### [Data items]
+ + + + + + +

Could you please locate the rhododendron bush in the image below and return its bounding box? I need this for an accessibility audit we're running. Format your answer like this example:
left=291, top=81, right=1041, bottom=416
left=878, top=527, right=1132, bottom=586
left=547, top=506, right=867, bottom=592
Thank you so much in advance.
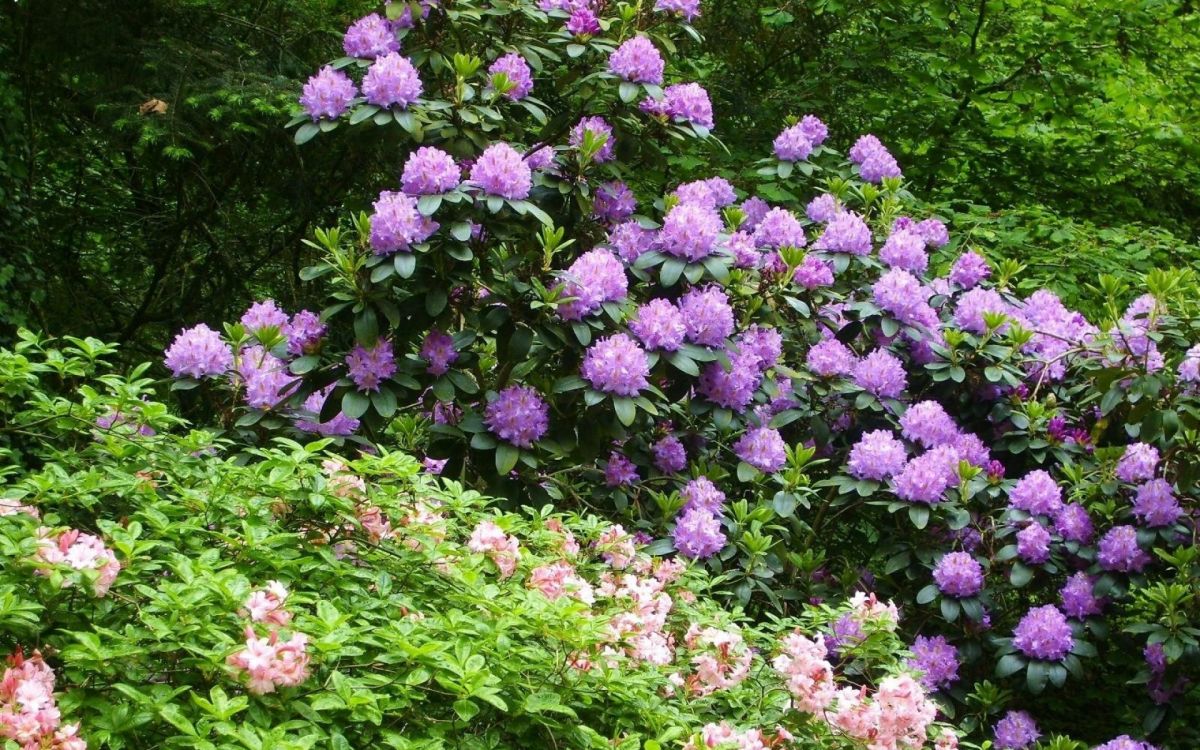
left=145, top=0, right=1200, bottom=748
left=0, top=336, right=958, bottom=750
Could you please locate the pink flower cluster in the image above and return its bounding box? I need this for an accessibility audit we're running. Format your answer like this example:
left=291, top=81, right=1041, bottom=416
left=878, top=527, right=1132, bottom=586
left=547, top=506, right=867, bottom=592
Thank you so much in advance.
left=0, top=648, right=88, bottom=750
left=227, top=581, right=308, bottom=695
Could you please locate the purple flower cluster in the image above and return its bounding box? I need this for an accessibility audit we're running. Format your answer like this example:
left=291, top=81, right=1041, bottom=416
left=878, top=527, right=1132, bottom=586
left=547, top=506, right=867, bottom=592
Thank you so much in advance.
left=581, top=334, right=650, bottom=396
left=1013, top=604, right=1075, bottom=661
left=484, top=385, right=550, bottom=448
left=346, top=338, right=396, bottom=392
left=934, top=552, right=983, bottom=599
left=164, top=323, right=233, bottom=378
left=371, top=190, right=438, bottom=256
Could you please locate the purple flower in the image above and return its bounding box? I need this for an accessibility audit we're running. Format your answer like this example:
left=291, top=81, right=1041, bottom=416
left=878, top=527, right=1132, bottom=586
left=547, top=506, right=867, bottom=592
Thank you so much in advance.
left=346, top=338, right=396, bottom=392
left=804, top=338, right=856, bottom=378
left=672, top=508, right=726, bottom=559
left=880, top=232, right=929, bottom=274
left=754, top=209, right=806, bottom=250
left=853, top=349, right=908, bottom=398
left=1133, top=479, right=1183, bottom=528
left=905, top=636, right=959, bottom=690
left=558, top=247, right=629, bottom=320
left=892, top=445, right=959, bottom=504
left=164, top=323, right=233, bottom=378
left=300, top=65, right=358, bottom=121
left=487, top=52, right=533, bottom=102
left=608, top=35, right=664, bottom=84
left=581, top=334, right=650, bottom=396
left=470, top=143, right=533, bottom=200
left=1016, top=521, right=1050, bottom=565
left=1058, top=571, right=1103, bottom=619
left=592, top=181, right=637, bottom=224
left=812, top=211, right=871, bottom=256
left=679, top=476, right=725, bottom=514
left=1096, top=526, right=1150, bottom=572
left=342, top=13, right=400, bottom=59
left=238, top=346, right=300, bottom=409
left=900, top=401, right=959, bottom=448
left=679, top=287, right=733, bottom=347
left=371, top=190, right=439, bottom=256
left=650, top=434, right=688, bottom=474
left=283, top=310, right=325, bottom=356
left=296, top=383, right=359, bottom=437
left=949, top=250, right=991, bottom=289
left=733, top=427, right=787, bottom=474
left=1117, top=443, right=1158, bottom=485
left=934, top=552, right=983, bottom=599
left=400, top=146, right=462, bottom=196
left=568, top=118, right=617, bottom=164
left=1008, top=469, right=1062, bottom=517
left=421, top=329, right=458, bottom=376
left=654, top=0, right=700, bottom=20
left=847, top=430, right=907, bottom=480
left=992, top=710, right=1042, bottom=750
left=659, top=203, right=725, bottom=260
left=484, top=385, right=550, bottom=448
left=1013, top=604, right=1075, bottom=661
left=362, top=52, right=424, bottom=109
left=604, top=451, right=638, bottom=487
left=629, top=299, right=686, bottom=352
left=773, top=122, right=812, bottom=162
left=240, top=299, right=288, bottom=336
left=1054, top=504, right=1096, bottom=545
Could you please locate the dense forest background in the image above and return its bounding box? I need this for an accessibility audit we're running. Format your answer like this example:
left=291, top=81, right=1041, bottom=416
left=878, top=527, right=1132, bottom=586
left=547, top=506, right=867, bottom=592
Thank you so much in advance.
left=0, top=0, right=1200, bottom=359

+ + + + + + +

### [Objective]
Identify each row above that contains the word "cluster", and copy every such row in full.

### [Task solution]
Could you please locate the pink flower cluster in the image above and return its bounding box? I need this for an accessibility audit we're running. Format your answer like this example:
Could you please locate the purple flower cluster in the image above and return its bounding box? I need this for an accessibility audit we're running. Format your answer like this example:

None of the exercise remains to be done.